◆ EXTRACT PROVIDED:
%%

Introduction

Anatomically, the airway space region consists of structures from above the plica vocalis to its two openings (nose and mouth) responsible for nasal respiration and the growth and development of craniofacial structures [1, 2]. Changes in the pharyngeal airway morphology that occur following treatment in terms of management modalities have recently garnered attention among Ear Nose Throat (ENT) physicians/surgeons, maxillofacial surgeons, and orthodontists [3]. Severe deformation of airway morphology may result in impaired respiratory function, lower quality of life, and even life-threatening illnesses such as obstructive sleep apnea (OSA) [4]. OSA may lead to blocking which results in inadequate breathing during sleep. OSA accounts around 2–7% of adults [5]. However, most OSA cases remain underdiagnosed due to high cost and delayed diagnostic processes [6].

Polysomnography is a conventional technique that remains the gold standard in OSA diagnosis and uses the apnea-hypopnea index (AHI) to determine the severity. This technique is however expensive, time-consuming, and often unreliable [7]. Efforts were made to develop new techniques using image modalities to directly reflect the upper airway status [8]. Although 2-dimensional imaging techniques were used to assess craniofacial morphology, nevertheless, the complexity of the airways could not be entirely carried out [9]. Later, three-dimensional (3D) computed tomography (CT) imaging techniques have been developed to assess the changes in the airway extending from the tip of the nose to the upper end of the trachea [10].

Since Cone Beam Computed Tomography (CBCT) has the ability to capture high-quality images which demonstrate more reliable to be used in reconstruction of the 3D airway structures. It enabled the accurate analysis of the cross-sectional areas and the volumetric regions [11]. As a result, various studies utilized 3D model building from CBCT images to investigate airway anatomy. In 2021, a comprehensive scoping review was published which shed light on the existing evidence on the utilization of artificial intelligence and machine learning in the field of orthodontics and its clinical translation [12]. This review found that Artificial Neural Networks (ANN) were the most commonly used machine learning algorithm and their major domains were diagnosis and treatment planning followed by landmark and growth assessment. Another systematic review was published in 2022 which analysed the development, application and performance of artificial intelligence (AI) in automated cephalometric landmark detection and diagnosis [13]. From the outcome of this review it was seen that AI based analyses offered a clinically acceptable diagnostic performance which accuracy levels similar to trained orthodontic specialists. The major benefit seen was in terms of providing a very quick turnaround time for cephalometric diagnosis. In the year 2022 another paper was published discussing the validity of machine learning models in the field of orthodontics [14]. The authors concluded with the help of various clinical examples that orthodontic practitioners must identify the limitations and benefits of using AI models and that algorithms that base their learning on human mistakes also adopt mistakes and biases.

%%

◆ WORK ORDER:
Please write out the section of the airway imaging introduction from "Polysomnography is a" to "the trachea [10].", word for word.

◆ SUPPLIED DATA:
%%

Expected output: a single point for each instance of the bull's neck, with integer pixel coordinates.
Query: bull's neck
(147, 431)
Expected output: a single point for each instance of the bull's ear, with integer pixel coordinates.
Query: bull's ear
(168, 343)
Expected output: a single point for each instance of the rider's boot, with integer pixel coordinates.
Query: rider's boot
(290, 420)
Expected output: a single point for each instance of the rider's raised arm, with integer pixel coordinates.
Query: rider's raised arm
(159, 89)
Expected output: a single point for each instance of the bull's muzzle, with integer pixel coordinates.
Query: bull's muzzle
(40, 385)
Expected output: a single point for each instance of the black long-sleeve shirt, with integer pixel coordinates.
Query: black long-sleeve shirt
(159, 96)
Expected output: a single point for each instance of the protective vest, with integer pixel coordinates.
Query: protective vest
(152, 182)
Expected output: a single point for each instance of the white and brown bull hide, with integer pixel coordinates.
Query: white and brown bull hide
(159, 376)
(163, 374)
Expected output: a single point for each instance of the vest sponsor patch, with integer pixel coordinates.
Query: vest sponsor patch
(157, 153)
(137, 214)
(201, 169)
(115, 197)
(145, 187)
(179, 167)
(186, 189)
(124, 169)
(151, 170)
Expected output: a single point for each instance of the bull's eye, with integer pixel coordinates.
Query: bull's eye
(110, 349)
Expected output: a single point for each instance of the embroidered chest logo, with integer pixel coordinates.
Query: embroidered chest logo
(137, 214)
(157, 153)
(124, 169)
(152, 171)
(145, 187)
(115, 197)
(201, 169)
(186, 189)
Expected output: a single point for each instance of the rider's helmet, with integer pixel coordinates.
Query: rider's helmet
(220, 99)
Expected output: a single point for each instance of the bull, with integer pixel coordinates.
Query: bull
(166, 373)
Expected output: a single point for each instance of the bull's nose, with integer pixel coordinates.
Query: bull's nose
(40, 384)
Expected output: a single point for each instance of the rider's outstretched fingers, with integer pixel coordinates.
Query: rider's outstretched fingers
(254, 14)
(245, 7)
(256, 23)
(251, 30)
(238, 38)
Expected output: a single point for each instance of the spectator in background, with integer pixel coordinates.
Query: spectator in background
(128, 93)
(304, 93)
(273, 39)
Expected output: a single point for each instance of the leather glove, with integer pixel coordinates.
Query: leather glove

%%

◆ RESPONSE TO THE TASK:
Polysomnography is a conventional technique that remains the gold standard in OSA diagnosis and uses the apnea-hypopnea index (AHI) to determine the severity. This technique is however expensive, time-consuming, and often unreliable [7]. Efforts were made to develop new techniques using image modalities to directly reflect the upper airway status [8]. Although 2-dimensional imaging techniques were used to assess craniofacial morphology, nevertheless, the complexity of the airways could not be entirely carried out [9]. Later, three-dimensional (3D) computed tomography (CT) imaging techniques have been developed to assess the changes in the airway extending from the tip of the nose to the upper end of the trachea [10].